:: THE PROBLEM ::
Each line of the material below should be reproduced exactly.
•••••
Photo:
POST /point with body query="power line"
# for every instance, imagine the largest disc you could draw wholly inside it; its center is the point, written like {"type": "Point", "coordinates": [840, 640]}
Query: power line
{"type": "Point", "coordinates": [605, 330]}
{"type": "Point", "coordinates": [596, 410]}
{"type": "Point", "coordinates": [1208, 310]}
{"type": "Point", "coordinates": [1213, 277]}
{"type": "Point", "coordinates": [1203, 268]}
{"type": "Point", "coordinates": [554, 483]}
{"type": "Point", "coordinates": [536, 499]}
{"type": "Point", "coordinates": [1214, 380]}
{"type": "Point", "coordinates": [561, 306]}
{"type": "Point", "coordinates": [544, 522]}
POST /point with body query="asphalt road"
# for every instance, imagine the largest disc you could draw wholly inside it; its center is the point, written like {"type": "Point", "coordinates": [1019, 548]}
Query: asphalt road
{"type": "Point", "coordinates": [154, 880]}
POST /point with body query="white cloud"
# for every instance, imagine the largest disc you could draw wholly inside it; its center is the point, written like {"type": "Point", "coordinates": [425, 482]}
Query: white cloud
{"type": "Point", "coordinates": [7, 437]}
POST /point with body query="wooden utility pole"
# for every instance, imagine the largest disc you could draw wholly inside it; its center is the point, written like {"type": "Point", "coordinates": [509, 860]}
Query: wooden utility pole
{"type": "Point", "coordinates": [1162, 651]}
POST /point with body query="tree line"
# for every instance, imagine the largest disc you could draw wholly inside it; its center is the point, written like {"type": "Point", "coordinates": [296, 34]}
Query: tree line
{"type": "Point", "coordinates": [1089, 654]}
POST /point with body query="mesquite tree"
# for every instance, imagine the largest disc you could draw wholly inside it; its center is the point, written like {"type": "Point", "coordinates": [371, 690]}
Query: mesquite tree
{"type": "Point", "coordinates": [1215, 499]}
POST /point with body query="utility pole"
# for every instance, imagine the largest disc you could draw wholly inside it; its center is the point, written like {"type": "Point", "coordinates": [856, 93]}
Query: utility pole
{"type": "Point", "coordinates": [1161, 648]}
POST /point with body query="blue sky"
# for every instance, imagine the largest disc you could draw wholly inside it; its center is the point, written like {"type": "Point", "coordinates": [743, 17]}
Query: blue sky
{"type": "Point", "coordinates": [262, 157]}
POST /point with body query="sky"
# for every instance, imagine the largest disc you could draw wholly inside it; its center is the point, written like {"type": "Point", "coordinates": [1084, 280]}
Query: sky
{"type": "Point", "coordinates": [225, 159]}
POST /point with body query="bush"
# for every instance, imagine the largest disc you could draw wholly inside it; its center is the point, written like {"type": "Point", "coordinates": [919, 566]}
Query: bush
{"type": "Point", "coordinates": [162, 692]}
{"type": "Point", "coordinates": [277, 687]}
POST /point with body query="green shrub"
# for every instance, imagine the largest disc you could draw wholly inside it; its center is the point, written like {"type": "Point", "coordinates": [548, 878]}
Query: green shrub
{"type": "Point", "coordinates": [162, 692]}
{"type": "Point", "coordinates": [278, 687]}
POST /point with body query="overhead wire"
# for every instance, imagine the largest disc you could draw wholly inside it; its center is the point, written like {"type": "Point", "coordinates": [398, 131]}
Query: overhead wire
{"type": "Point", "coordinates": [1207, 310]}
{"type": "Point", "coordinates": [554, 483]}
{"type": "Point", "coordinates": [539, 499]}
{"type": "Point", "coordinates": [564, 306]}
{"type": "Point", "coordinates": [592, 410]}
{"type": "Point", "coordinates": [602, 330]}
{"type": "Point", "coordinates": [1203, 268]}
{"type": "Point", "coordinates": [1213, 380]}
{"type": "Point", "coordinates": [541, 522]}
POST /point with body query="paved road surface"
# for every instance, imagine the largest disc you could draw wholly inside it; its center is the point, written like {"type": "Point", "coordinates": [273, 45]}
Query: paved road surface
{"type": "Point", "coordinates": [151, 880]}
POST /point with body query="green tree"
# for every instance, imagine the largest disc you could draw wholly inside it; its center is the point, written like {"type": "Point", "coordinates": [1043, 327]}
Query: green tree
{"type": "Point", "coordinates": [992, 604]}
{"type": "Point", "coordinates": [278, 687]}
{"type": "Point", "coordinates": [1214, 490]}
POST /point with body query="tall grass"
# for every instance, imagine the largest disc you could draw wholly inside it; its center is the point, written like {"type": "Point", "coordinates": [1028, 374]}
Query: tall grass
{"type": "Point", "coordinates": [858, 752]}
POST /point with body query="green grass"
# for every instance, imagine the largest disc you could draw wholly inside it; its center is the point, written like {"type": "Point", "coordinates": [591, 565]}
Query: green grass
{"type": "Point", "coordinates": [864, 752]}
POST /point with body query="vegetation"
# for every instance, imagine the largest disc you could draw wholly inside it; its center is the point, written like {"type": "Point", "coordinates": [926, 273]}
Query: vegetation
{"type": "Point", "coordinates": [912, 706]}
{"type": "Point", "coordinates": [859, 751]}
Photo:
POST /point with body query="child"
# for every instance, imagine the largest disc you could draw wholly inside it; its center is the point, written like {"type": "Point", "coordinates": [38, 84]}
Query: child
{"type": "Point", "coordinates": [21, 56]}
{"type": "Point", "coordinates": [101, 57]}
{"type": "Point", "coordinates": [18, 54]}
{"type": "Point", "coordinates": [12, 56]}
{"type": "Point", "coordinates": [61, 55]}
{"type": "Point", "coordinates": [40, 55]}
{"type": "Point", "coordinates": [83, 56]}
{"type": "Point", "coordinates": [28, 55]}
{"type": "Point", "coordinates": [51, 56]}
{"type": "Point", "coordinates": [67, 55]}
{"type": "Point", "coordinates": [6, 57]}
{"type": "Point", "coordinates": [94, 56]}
•••••
:: WRITTEN SOLUTION ::
Photo:
POST /point with body query="power line"
# for every instance, imagine the largest disc you could draw wholly inside it; its center is the point, written like {"type": "Point", "coordinates": [840, 640]}
Query: power line
{"type": "Point", "coordinates": [605, 330]}
{"type": "Point", "coordinates": [596, 410]}
{"type": "Point", "coordinates": [1208, 310]}
{"type": "Point", "coordinates": [1213, 277]}
{"type": "Point", "coordinates": [1203, 268]}
{"type": "Point", "coordinates": [554, 483]}
{"type": "Point", "coordinates": [536, 499]}
{"type": "Point", "coordinates": [1214, 380]}
{"type": "Point", "coordinates": [561, 306]}
{"type": "Point", "coordinates": [544, 522]}
POST /point with body query="asphalt road"
# for every instance, imagine the largest disc you could draw wholly inside it; its center is the point, written like {"type": "Point", "coordinates": [1019, 548]}
Query: asphalt road
{"type": "Point", "coordinates": [154, 880]}
POST /point with body query="white cloud"
# for every instance, imagine the largest disc you could draw wholly inside it; its center is the point, written like {"type": "Point", "coordinates": [425, 482]}
Query: white cloud
{"type": "Point", "coordinates": [7, 437]}
POST /point with body query="wooden utility pole"
# for every instance, imagine the largest disc you could draw wholly inside it; its center is the point, written like {"type": "Point", "coordinates": [509, 860]}
Query: wooden utility pole
{"type": "Point", "coordinates": [1162, 651]}
POST /point with body query="tree line"
# for every instance, imagine the largest disc you could draw wholly inside it; its center is the point, written like {"type": "Point", "coordinates": [296, 34]}
Query: tree line
{"type": "Point", "coordinates": [1089, 654]}
POST /point with body query="mesquite tree"
# for every instance, imagine the largest disc you could draw wholly inside it; its center is the point, written like {"type": "Point", "coordinates": [371, 690]}
Query: mesquite tree
{"type": "Point", "coordinates": [1215, 499]}
POST /point with body query="utility pole"
# for every instance, imagine the largest disc you could draw wholly inside it; its center is the point, written like {"type": "Point", "coordinates": [856, 93]}
Query: utility pole
{"type": "Point", "coordinates": [1161, 648]}
POST /point with body query="blue sky"
# for every instance, imagine the largest disc you could draw wholly inside it; its center is the point, written like {"type": "Point", "coordinates": [743, 17]}
Query: blue sky
{"type": "Point", "coordinates": [262, 157]}
POST /point with body query="sky"
# for every instance, imagine the largest disc you could draw wholly inside it; its center is the point, written like {"type": "Point", "coordinates": [1084, 280]}
Query: sky
{"type": "Point", "coordinates": [225, 159]}
POST /point with body query="bush"
# for every instance, imagine the largest disc you could draw wholly inside it; its center is the point, written like {"type": "Point", "coordinates": [919, 566]}
Query: bush
{"type": "Point", "coordinates": [162, 692]}
{"type": "Point", "coordinates": [277, 687]}
POST /point with body query="green shrub"
# for every instance, imagine the largest disc you could draw wholly inside it; its center is the point, written like {"type": "Point", "coordinates": [548, 878]}
Query: green shrub
{"type": "Point", "coordinates": [162, 692]}
{"type": "Point", "coordinates": [278, 687]}
POST /point with body query="overhead wire"
# for every instance, imagine the largest disc you could draw wholly inside it; its center is the point, written like {"type": "Point", "coordinates": [398, 131]}
Query: overhead wire
{"type": "Point", "coordinates": [1207, 310]}
{"type": "Point", "coordinates": [554, 483]}
{"type": "Point", "coordinates": [539, 499]}
{"type": "Point", "coordinates": [564, 306]}
{"type": "Point", "coordinates": [592, 410]}
{"type": "Point", "coordinates": [602, 330]}
{"type": "Point", "coordinates": [1203, 268]}
{"type": "Point", "coordinates": [1213, 380]}
{"type": "Point", "coordinates": [541, 522]}
POST /point with body query="paved road surface"
# for every instance, imagine the largest disc you could draw wholly inside it; its center is the point, written like {"type": "Point", "coordinates": [273, 45]}
Query: paved road surface
{"type": "Point", "coordinates": [151, 880]}
POST /point with body query="green tree"
# for every instance, imagine the largest disc you could draw wholly inside it; its center is the point, written like {"type": "Point", "coordinates": [1043, 327]}
Query: green tree
{"type": "Point", "coordinates": [992, 604]}
{"type": "Point", "coordinates": [278, 687]}
{"type": "Point", "coordinates": [1214, 490]}
POST /point with body query="tall grass"
# for every instance, imagine the largest disc you could draw wholly inside it; its center is the point, written like {"type": "Point", "coordinates": [1028, 374]}
Query: tall grass
{"type": "Point", "coordinates": [858, 752]}
POST /point with body query="green grass"
# for every instance, imagine the largest disc you could draw wholly inside it; its center is the point, written like {"type": "Point", "coordinates": [591, 565]}
Query: green grass
{"type": "Point", "coordinates": [864, 752]}
POST /point with body query="vegetation"
# for every instance, imagine the largest disc you could draw wholly inside it; its center is the point, written like {"type": "Point", "coordinates": [926, 273]}
Query: vegetation
{"type": "Point", "coordinates": [912, 706]}
{"type": "Point", "coordinates": [859, 751]}
Photo:
POST /point with body query="child"
# for every instance, imagine the largest disc you could draw wholly inside it; its center is the point, written like {"type": "Point", "coordinates": [38, 84]}
Query: child
{"type": "Point", "coordinates": [21, 56]}
{"type": "Point", "coordinates": [101, 57]}
{"type": "Point", "coordinates": [18, 54]}
{"type": "Point", "coordinates": [12, 56]}
{"type": "Point", "coordinates": [61, 55]}
{"type": "Point", "coordinates": [40, 55]}
{"type": "Point", "coordinates": [83, 56]}
{"type": "Point", "coordinates": [28, 55]}
{"type": "Point", "coordinates": [51, 56]}
{"type": "Point", "coordinates": [67, 55]}
{"type": "Point", "coordinates": [6, 57]}
{"type": "Point", "coordinates": [94, 56]}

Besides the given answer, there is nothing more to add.